GOAL: Give back each entry unchanged, minus pictures.

DATASET EXCERPTS:
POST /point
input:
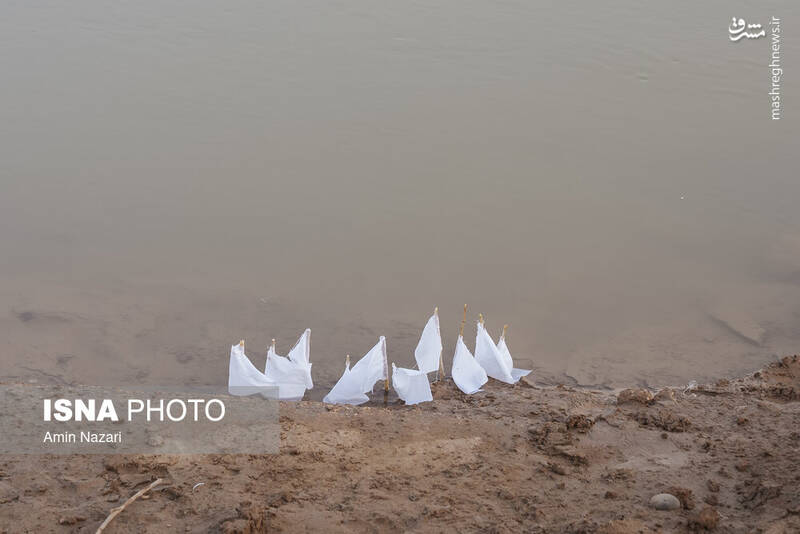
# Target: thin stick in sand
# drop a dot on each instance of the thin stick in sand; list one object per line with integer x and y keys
{"x": 116, "y": 511}
{"x": 440, "y": 372}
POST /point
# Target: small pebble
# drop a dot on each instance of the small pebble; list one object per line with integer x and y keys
{"x": 665, "y": 501}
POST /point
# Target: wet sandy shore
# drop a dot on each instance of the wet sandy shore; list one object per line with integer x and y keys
{"x": 512, "y": 459}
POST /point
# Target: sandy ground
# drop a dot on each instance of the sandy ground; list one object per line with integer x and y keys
{"x": 512, "y": 459}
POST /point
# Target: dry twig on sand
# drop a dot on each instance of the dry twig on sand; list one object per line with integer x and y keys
{"x": 118, "y": 509}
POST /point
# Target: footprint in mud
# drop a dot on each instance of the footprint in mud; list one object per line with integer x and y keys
{"x": 30, "y": 316}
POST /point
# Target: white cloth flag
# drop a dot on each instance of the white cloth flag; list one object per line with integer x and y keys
{"x": 411, "y": 385}
{"x": 468, "y": 375}
{"x": 516, "y": 374}
{"x": 292, "y": 374}
{"x": 243, "y": 377}
{"x": 362, "y": 377}
{"x": 429, "y": 348}
{"x": 300, "y": 355}
{"x": 346, "y": 391}
{"x": 490, "y": 358}
{"x": 288, "y": 376}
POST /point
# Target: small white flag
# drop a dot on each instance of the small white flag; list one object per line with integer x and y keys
{"x": 243, "y": 377}
{"x": 355, "y": 383}
{"x": 429, "y": 348}
{"x": 468, "y": 375}
{"x": 412, "y": 386}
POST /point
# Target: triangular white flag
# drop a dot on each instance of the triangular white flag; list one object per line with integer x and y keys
{"x": 346, "y": 390}
{"x": 289, "y": 376}
{"x": 372, "y": 367}
{"x": 300, "y": 355}
{"x": 429, "y": 348}
{"x": 516, "y": 374}
{"x": 468, "y": 375}
{"x": 355, "y": 383}
{"x": 412, "y": 386}
{"x": 487, "y": 355}
{"x": 243, "y": 377}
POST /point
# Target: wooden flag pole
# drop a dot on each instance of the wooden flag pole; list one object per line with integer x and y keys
{"x": 385, "y": 375}
{"x": 440, "y": 373}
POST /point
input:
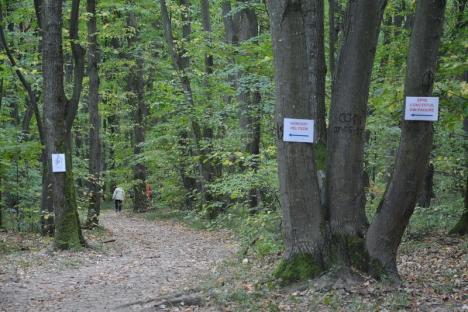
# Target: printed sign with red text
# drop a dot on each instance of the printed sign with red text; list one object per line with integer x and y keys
{"x": 298, "y": 130}
{"x": 422, "y": 108}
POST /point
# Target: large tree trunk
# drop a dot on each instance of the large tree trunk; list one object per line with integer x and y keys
{"x": 136, "y": 85}
{"x": 316, "y": 29}
{"x": 345, "y": 191}
{"x": 303, "y": 216}
{"x": 385, "y": 233}
{"x": 94, "y": 183}
{"x": 59, "y": 114}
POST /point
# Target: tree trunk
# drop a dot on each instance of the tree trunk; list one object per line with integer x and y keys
{"x": 317, "y": 31}
{"x": 385, "y": 233}
{"x": 332, "y": 34}
{"x": 181, "y": 62}
{"x": 94, "y": 183}
{"x": 303, "y": 217}
{"x": 426, "y": 192}
{"x": 136, "y": 85}
{"x": 59, "y": 114}
{"x": 346, "y": 137}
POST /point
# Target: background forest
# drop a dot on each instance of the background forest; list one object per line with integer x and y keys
{"x": 186, "y": 104}
{"x": 188, "y": 97}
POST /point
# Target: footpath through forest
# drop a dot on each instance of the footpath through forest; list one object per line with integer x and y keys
{"x": 147, "y": 260}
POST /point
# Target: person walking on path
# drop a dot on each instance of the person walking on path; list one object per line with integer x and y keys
{"x": 118, "y": 197}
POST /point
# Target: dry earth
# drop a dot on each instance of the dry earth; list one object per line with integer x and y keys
{"x": 147, "y": 260}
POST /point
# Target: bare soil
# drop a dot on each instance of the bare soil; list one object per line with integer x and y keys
{"x": 147, "y": 260}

ANSWER TO THIS EXERCISE:
POST /point
input:
# Target: thin stick in sand
# drop a dot on each instance of the thin stick in sand; list one object per line with integer x and y keys
{"x": 116, "y": 511}
{"x": 440, "y": 372}
POST /point
# Target: small pebble
# drop a dot on each instance of the small pebble; list one object per line with integer x and y keys
{"x": 665, "y": 501}
POST /point
# Target: wet sandy shore
# drop a dot on each instance of the wet sandy shore; list one object per line with integer x and y keys
{"x": 512, "y": 459}
POST /point
# Target: sandy ground
# drop a dot on each instance of the sandy ground; list one object per line with integer x and y keys
{"x": 512, "y": 459}
POST /point
# Target: dry twig on sand
# drop a dot on each instance of the dry twig on sand; list one object per line with integer x and y keys
{"x": 118, "y": 509}
POST /point
# Target: footprint in mud
# drop a dot on each instance of the footprint in mud; list one object per line with integer x and y keys
{"x": 30, "y": 316}
POST /point
# Target: white cloth flag
# drop a dot on each instance of the white cloth flag; list one object per line with integer x and y keys
{"x": 411, "y": 385}
{"x": 468, "y": 375}
{"x": 516, "y": 374}
{"x": 292, "y": 374}
{"x": 243, "y": 377}
{"x": 362, "y": 377}
{"x": 429, "y": 348}
{"x": 300, "y": 355}
{"x": 346, "y": 391}
{"x": 490, "y": 358}
{"x": 288, "y": 376}
POST /point
# Target: small white flag
# drop a dot on each instance of the small white flag; list one object per line with integer x and y keys
{"x": 243, "y": 377}
{"x": 355, "y": 383}
{"x": 429, "y": 348}
{"x": 468, "y": 375}
{"x": 412, "y": 386}
POST /point
# Target: triangular white flag
# drop a dot on each instance of the triangular white flag; list one object per line with integer x and y keys
{"x": 346, "y": 390}
{"x": 289, "y": 376}
{"x": 372, "y": 367}
{"x": 300, "y": 355}
{"x": 429, "y": 348}
{"x": 516, "y": 374}
{"x": 468, "y": 375}
{"x": 355, "y": 383}
{"x": 412, "y": 386}
{"x": 487, "y": 355}
{"x": 243, "y": 377}
POST /point
# Target: wooden flag pole
# drop a dot on each instance of the wooden flag pole; list one object per line with integer x and y keys
{"x": 385, "y": 375}
{"x": 440, "y": 373}
POST /point
input:
# Target: printed sign with red text
# drop a dot on each instance of the printed sign with red text; list one object per line with integer x and y keys
{"x": 298, "y": 130}
{"x": 422, "y": 108}
POST /point
# Target: large tree trunk
# drop a dot on each instance of the large tree trunk; list one object per line with integer x and y keys
{"x": 136, "y": 85}
{"x": 316, "y": 29}
{"x": 345, "y": 191}
{"x": 303, "y": 216}
{"x": 385, "y": 233}
{"x": 94, "y": 183}
{"x": 59, "y": 114}
POST /point
# Target: tree trunk
# drop a dot on each instance of the tree trunk; list one object per line with integer x and y keys
{"x": 317, "y": 31}
{"x": 385, "y": 233}
{"x": 332, "y": 34}
{"x": 181, "y": 62}
{"x": 94, "y": 183}
{"x": 303, "y": 217}
{"x": 426, "y": 192}
{"x": 136, "y": 85}
{"x": 59, "y": 114}
{"x": 346, "y": 137}
POST /point
# Target: background forest
# drop a dot on each instance of the background forest; list one object per line with integer x and y keys
{"x": 186, "y": 104}
{"x": 188, "y": 97}
POST /point
# Target: footpath through forest
# drop a dot on each instance of the footpath through forest; list one object per line with integer x and y keys
{"x": 147, "y": 260}
POST /point
# Target: person walking on path
# drop a dot on each instance of the person walking on path; list one object per line with integer x and y keys
{"x": 118, "y": 197}
POST /point
# Target: dry earth
# drop a dot on each instance of the dry earth; list one object per line with integer x and y keys
{"x": 147, "y": 260}
POST /point
# Target: bare soil
# drop a dot on each instance of the bare soil; list one object per line with integer x and y keys
{"x": 147, "y": 260}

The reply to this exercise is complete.